▶ [Extract to read]
..........

The development of multidrug-resistant TB (MDR-TB) is the result of a number of mutational events, most of which are due to the phenomenon known as epistasis that leads to the formation of resistance to anti-TB drugs.6 Like all bacteria, M tuberculosis accumulates genetics changes over time. For a long time, M tuberculosis has been known as highly conserved, having high sequence homology as well as low antigenic diversity.7 The reason is that in M tuberculosis, unlike to other bacterial pathogens, horizontal gene transfer and resistance plasmids did not take part in the acquisition of drug resistance.7 The advancement in next-generation sequencing technologies are proving promising methods to analysis and explore the entire genetic makeup of the bacteria.8 These technologies have improved the diagnostics efficacy to scrutinize M tuberculosis strains as they move through space and time.9 The genome sequencing, genetics, and physiological studies in TB, particularly the research on M tuberculosis, have largely been ignored in Pakistan, possibly due to insufficient funding. The aims of this study include genome sequencing, comparative genomics analysis, drugs resistance, and virulence genes analysis following gene expression analyses of T7SS. Results from this study will help to understand and to measure the M tuberculosis disease severity in Pakistan by deciphering the sequence biology of M tuberculosis.

..........

Extracted records:
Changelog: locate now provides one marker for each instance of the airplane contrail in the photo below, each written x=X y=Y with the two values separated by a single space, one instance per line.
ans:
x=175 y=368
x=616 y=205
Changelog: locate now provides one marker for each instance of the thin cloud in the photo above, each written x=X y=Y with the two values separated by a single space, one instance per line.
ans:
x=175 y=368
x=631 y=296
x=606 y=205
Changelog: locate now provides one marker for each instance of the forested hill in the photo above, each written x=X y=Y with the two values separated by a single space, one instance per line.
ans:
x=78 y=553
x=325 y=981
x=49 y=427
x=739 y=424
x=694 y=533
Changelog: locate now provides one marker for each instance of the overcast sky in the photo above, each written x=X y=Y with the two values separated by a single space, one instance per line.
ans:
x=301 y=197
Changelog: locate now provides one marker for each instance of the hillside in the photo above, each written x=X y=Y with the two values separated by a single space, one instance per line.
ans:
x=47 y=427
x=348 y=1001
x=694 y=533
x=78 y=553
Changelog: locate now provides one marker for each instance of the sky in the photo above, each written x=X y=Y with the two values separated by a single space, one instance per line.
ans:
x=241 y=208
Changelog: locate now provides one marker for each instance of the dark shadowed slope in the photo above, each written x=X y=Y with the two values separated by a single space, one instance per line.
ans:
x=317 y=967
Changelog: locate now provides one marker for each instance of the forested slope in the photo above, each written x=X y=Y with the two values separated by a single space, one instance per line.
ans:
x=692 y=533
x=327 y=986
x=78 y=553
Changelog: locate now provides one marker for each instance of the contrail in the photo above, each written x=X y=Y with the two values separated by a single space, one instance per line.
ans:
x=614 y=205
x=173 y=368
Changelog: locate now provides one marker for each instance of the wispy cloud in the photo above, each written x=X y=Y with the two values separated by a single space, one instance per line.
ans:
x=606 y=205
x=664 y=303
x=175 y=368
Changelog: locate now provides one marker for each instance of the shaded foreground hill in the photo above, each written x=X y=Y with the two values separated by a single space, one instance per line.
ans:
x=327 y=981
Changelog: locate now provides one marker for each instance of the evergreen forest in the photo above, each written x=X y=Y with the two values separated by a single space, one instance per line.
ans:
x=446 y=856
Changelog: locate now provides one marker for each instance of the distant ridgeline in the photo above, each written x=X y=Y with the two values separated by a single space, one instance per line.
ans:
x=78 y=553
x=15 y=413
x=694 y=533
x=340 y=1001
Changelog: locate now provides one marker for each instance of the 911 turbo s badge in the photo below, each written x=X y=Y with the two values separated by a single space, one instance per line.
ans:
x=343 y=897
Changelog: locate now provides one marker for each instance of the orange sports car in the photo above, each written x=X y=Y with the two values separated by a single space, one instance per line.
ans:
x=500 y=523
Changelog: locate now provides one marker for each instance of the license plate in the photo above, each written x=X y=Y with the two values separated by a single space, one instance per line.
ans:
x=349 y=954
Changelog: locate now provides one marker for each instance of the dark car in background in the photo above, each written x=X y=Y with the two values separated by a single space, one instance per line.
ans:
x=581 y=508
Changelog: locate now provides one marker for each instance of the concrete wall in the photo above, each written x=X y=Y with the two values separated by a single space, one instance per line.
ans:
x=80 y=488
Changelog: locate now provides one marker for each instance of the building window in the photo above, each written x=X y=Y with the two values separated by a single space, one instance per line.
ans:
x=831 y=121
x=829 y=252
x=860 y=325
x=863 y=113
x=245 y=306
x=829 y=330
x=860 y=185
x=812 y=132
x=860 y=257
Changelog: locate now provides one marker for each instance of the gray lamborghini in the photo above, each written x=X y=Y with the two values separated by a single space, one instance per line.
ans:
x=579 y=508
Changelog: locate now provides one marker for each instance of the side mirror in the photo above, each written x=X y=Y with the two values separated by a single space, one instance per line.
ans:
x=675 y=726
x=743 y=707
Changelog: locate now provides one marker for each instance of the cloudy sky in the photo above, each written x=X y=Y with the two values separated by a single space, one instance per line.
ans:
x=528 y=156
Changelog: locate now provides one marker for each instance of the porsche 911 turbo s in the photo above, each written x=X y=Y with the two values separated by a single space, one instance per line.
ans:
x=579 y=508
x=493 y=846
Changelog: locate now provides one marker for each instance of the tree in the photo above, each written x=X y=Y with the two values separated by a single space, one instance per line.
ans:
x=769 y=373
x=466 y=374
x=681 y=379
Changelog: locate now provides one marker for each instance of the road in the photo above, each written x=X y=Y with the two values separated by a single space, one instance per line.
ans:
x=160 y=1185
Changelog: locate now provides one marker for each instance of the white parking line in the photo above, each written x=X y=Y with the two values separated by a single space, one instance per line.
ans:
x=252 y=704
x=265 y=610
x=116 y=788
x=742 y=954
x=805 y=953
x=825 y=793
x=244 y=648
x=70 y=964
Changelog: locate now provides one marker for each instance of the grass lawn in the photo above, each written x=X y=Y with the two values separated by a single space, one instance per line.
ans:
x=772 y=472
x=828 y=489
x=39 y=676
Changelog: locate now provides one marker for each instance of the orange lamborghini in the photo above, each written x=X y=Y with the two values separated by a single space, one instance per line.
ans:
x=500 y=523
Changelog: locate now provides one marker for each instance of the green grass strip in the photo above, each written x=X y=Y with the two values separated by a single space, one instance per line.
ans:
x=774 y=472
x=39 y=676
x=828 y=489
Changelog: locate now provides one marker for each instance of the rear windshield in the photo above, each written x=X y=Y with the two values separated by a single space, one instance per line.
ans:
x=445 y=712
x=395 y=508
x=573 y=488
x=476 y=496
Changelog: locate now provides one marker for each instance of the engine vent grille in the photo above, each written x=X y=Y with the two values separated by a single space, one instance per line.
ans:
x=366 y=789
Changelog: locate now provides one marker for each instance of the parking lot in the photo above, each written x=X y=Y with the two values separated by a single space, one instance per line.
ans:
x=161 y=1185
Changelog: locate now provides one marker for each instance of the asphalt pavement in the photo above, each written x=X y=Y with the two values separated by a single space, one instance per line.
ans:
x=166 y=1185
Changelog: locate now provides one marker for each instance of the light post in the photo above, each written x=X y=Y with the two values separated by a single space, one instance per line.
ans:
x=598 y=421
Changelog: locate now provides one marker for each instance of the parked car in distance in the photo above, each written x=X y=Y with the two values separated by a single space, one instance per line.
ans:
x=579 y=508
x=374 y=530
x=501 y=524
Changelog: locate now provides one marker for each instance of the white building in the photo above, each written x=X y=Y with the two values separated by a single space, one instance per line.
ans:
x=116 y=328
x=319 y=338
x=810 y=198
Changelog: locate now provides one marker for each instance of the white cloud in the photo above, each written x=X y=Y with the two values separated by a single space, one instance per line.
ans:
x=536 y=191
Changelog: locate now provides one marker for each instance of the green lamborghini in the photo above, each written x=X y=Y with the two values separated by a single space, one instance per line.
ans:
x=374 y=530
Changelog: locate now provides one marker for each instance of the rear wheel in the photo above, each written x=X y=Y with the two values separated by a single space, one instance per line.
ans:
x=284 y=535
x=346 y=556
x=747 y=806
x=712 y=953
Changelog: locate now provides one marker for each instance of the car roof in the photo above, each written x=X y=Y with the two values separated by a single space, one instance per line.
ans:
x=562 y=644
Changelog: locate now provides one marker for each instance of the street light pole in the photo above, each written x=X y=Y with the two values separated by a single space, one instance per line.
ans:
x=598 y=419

..........

▶ [Questions]
1 - Answer these questions from the passage on drug-resistant tuberculosis:
(a) What phenomenon causes most of the mutational events behind MDR-TB?
(b) Which two mechanisms took no part in M tuberculosis acquiring drug resistance?
(c) What possible reason is given for the neglect of this research in Pakistan?
2 - Turn the paragraph beginning "The development of multidrug-resistant TB" in the passage on drug-resistant tuberculosis into a short list that keeps its main facts.
The data above is separate material and has no connection to the passage.

▶ [Answers by item number]
1 -
(a) Epistasis.
(b) Horizontal gene transfer and resistance plasmids.
(c) Insufficient funding.

2 -
- MDR-TB results from a number of mutational events. Most are due to epistasis, which leads to resistance to anti-TB drugs.
- M tuberculosis accumulates genetic changes over time. It has long been known as highly conserved, with high sequence homology and low antigenic diversity, because horizontal gene transfer and resistance plasmids played no part in its acquisition of drug resistance.
- Next-generation sequencing allows analysis of the bacterium's entire genetic makeup. It has improved diagnostics for examining strains as they move through space and time.
- Genome sequencing, genetic and physiological research on M tuberculosis has largely been ignored in Pakistan, possibly because of insufficient funding.
- The study aims at genome sequencing, comparative genomics, drug resistance and virulence gene analysis, and T7SS gene expression analysis. Its results are meant to help understand and measure M tuberculosis disease severity in Pakistan.